**AUFGABEN**:
1. Was bedeutet Nachhaltigkeit laut dem Text über den Bericht der Landesregierung im Grunde?
2. Stimmen diese Aussagen mit dem Text über den Bericht der Landesregierung überein? Antworten Sie jeweils mit Ja oder Nein und zitieren Sie die entscheidenden Worte des Textes.
(a) Der neue Bericht stammt von der Landesregierung.
(b) Lärmbelastung und Waldzustand haben auf den ersten Blick viel miteinander zu tun.
(c) Mit Nachhaltigkeit ist nur die Umwelt gemeint.
3. Setzen Sie den Text über den Bericht der Landesregierung nach seinem letzten Satz fort.

An Kaufkraft mangelt es nicht im Land – doch nicht alle nehmen an dieser Entwicklung teil. Foto: dpa

Ein neuer Bericht der Landesregierung zeigt auf, wie sich der Südwesten verändert: wirtschaftlich, gesellschaftlich und ökologisch.

Stuttgart - Was haben Lärmbelastung, Frauen im Gemeinderat und Waldzustand miteinander zu tun? Auf den ersten Blick gar nichts. Betrachtet man sie aber mit der Brille der „Nachhaltigkeit“, passen sie sehr wohl in eine Schublade. Nachhaltigkeit, dieses Allerweltswort bedeutet im Grunde, dass die Menschen mit sich und der Natur so umgehen, dass die Möglichkeiten zukünftiger Generationen nicht eingeschränkt werden. Die Wirtschaft ist also genauso gemeint wie die sozialen Beziehungen und die Umwelt. Was dies jedoch ganz konkret für Baden-Württemberg bedeutet, lässt sich jetzt aus einem Bericht der Landesregierung herauslesen.

**AUSZÜGE AUS DATENSÄTZEN**:
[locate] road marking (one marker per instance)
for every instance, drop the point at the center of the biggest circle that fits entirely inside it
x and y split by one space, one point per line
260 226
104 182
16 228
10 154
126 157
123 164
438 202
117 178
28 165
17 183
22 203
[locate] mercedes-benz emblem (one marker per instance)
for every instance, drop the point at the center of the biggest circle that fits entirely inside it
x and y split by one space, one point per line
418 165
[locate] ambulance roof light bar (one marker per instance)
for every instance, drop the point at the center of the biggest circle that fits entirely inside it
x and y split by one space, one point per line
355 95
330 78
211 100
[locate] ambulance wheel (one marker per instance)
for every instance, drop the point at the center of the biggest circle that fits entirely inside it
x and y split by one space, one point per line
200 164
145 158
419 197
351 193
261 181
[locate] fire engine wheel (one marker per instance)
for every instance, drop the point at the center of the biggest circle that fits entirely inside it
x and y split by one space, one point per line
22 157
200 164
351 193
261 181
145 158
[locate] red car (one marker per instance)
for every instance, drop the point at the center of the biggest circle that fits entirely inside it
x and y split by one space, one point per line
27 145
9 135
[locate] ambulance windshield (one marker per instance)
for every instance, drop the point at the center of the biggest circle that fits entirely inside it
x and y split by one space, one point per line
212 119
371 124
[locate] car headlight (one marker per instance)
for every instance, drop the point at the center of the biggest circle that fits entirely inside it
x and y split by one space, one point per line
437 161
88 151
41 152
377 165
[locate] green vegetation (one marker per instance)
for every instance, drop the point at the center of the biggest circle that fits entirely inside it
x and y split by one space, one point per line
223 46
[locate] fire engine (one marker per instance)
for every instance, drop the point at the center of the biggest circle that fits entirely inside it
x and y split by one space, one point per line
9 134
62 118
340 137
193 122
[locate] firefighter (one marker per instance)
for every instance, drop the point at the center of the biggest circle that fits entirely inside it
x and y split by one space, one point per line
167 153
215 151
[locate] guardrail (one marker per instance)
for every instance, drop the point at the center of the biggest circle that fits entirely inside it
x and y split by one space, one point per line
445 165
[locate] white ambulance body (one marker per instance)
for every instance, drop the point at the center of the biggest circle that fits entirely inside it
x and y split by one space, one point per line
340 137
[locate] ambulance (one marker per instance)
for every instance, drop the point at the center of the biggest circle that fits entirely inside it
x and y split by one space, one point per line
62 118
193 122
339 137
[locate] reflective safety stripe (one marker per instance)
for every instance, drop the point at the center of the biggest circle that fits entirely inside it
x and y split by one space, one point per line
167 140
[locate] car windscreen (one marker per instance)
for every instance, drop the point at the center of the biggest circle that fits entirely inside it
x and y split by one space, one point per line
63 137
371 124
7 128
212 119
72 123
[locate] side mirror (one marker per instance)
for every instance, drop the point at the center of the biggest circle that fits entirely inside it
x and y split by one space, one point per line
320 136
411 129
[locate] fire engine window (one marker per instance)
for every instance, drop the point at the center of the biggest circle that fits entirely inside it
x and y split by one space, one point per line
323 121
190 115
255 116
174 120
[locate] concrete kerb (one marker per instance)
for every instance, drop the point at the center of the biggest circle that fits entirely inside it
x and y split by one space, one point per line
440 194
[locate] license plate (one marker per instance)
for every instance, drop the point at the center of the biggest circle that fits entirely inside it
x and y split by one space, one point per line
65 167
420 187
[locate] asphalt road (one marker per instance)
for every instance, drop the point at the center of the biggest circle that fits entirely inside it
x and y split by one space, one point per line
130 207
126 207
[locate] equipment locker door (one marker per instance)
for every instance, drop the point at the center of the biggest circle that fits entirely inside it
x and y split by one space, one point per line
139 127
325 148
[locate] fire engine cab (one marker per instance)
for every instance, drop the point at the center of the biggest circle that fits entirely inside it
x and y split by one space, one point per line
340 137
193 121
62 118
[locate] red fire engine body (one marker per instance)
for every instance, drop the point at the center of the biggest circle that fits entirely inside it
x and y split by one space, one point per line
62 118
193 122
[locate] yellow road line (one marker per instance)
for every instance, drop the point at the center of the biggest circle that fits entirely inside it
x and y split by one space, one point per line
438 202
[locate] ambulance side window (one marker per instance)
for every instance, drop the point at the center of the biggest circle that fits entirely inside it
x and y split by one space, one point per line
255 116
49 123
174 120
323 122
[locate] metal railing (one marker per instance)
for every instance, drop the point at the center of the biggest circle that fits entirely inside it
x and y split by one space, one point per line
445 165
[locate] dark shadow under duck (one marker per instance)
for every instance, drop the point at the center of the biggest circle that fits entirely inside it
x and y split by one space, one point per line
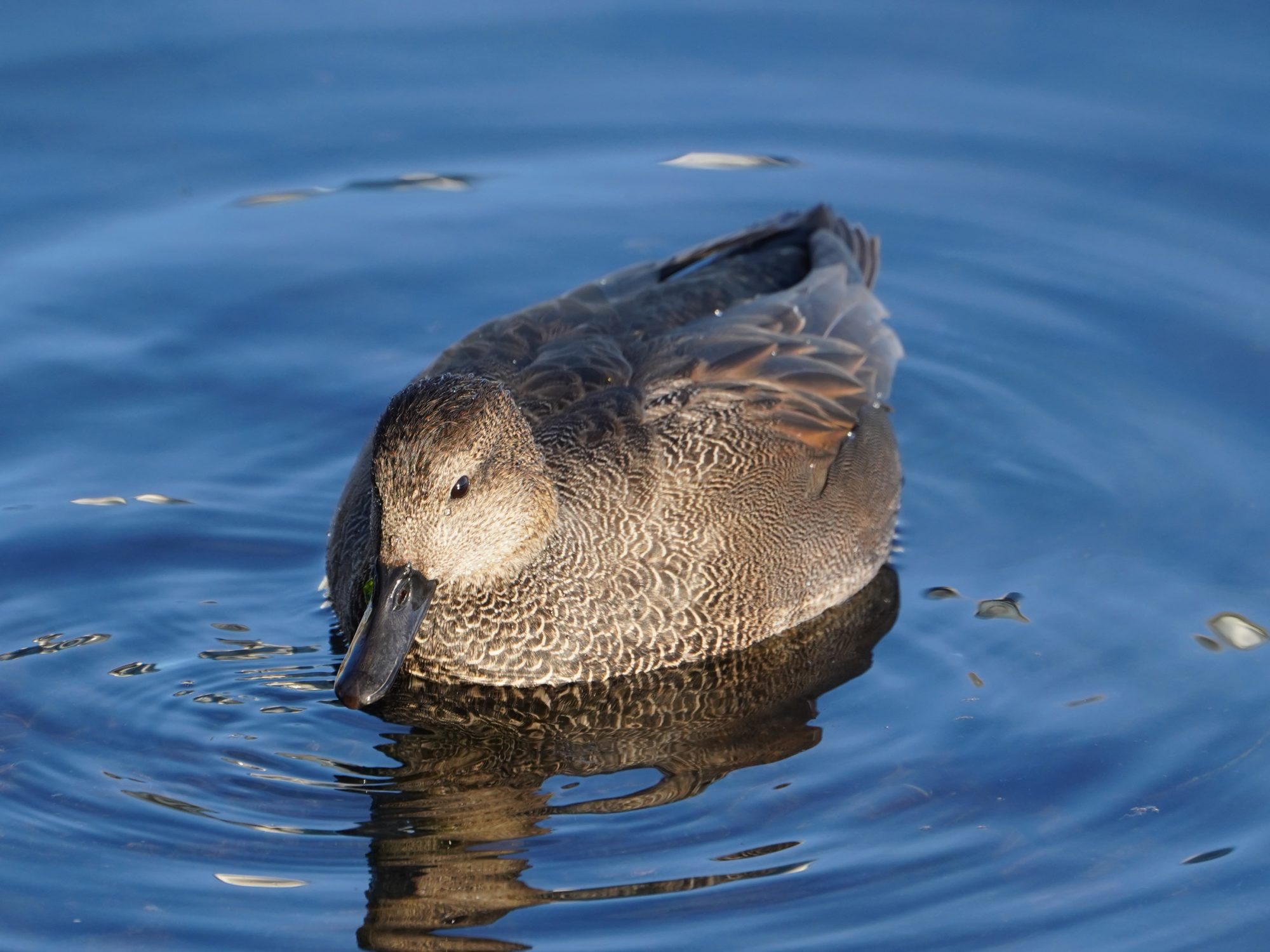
671 463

**LÖSUNGEN**:
1. Die Menschen gehen mit sich und der Natur so um, dass die Möglichkeiten zukünftiger Generationen nicht eingeschränkt werden.

2.
(a) Ja: „Ein neuer Bericht der Landesregierung zeigt auf, wie sich der Südwesten verändert“
(b) Nein: „Auf den ersten Blick gar nichts.“
(c) Nein: „Die Wirtschaft ist also genauso gemeint wie die sozialen Beziehungen und die Umwelt.“

3.
Genau 53 Indikatoren hat die Landesanstalt für Umwelt, Messungen und Naturschutz (LUBW) dafür untersucht, um damit die großen Linien im Südwesten nachzuzeichnen. Der tägliche Anstieg der Siedlungsfläche gehört genauso dazu wie die Energieproduktivität, das Bruttoinlandsprodukt ebenso wie der Waldzustand. Natürlich wurden auch gesellschaftliche Faktoren wie die Kindertagesbetreuung und die Sterblichkeit, die Arztversorgung und das Wahlverhalten betrachtet und mit grünen (positiv), gelben (noch nicht am Ziel) und roten Punkten (negativ) bewertet.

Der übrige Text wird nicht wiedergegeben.